Selected passage:
=== Begin Enclosure ===

Let me explain. Every mother now understands that the child you birthed is not the child you keep. She changes everyday. You figure out what food, clothing, sleep schedule, toy, friend, and favorite color she likes on Monday, and by Friday she is screaming like Fay Wray in King Kong about the absolute horror of touching any of the previously mentioned, must-have favorites.
The end result is you never have the same child twice. It took me a while to realize that children grow up. Sounds incredibly naive and self-centered, which I am, but it has taken me nine years to realize that children are meant to change on a daily, if not hourly, basis. That is their job, that is why they were made, and that is the one constant of the universe. They are never the same person twice.
Now an adult is fully formed and on the downhill slide of the roller coaster of life. Our brains are done growing (a real handicap) and we are who we are, plus or minus a few life-altering growth experiences.

=== End Enclosure ===

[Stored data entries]

=== Begin Enclosure ===

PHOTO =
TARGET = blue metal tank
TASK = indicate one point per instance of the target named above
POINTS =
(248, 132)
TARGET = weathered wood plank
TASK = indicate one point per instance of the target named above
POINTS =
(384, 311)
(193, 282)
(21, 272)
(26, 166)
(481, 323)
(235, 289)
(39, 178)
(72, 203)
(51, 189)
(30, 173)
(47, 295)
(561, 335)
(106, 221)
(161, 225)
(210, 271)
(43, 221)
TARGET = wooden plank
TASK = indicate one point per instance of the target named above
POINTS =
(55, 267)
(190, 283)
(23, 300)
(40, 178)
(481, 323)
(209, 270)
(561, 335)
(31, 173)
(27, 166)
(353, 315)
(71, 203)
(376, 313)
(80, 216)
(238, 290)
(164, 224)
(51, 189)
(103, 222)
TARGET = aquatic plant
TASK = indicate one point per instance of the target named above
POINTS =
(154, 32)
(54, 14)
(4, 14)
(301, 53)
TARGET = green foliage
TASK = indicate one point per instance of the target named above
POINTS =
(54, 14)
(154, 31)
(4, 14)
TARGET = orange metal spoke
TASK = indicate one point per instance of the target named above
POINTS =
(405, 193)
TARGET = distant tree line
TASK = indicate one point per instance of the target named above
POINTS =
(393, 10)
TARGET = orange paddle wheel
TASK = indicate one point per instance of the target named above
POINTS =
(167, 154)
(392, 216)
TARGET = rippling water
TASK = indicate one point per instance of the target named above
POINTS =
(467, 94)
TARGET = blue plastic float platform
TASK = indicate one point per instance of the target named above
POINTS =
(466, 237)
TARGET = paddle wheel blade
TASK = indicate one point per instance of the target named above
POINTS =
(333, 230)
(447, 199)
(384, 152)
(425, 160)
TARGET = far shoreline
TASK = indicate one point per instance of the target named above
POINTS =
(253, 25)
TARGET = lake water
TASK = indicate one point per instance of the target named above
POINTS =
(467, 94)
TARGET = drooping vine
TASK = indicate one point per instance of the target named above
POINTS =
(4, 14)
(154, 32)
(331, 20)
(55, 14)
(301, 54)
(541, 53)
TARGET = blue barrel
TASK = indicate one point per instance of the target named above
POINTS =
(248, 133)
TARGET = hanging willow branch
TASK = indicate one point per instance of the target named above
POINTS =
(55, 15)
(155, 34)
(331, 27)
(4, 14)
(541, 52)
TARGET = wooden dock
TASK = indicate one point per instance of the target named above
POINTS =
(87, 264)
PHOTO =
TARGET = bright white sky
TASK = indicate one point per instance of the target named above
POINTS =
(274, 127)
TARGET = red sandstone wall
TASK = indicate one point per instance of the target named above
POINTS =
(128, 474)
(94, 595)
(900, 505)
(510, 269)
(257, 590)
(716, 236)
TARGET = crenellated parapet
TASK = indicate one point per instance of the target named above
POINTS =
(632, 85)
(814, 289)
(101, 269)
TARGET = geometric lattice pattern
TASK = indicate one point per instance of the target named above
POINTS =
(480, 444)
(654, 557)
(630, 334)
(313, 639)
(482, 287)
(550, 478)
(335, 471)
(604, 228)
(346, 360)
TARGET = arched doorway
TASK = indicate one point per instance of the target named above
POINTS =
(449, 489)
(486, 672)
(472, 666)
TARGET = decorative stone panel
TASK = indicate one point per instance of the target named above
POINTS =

=== End Enclosure ===

List every item that the passage about children changing says a mother figures out her child likes on Monday.

food, clothing, sleep schedule, toy, friend, favorite color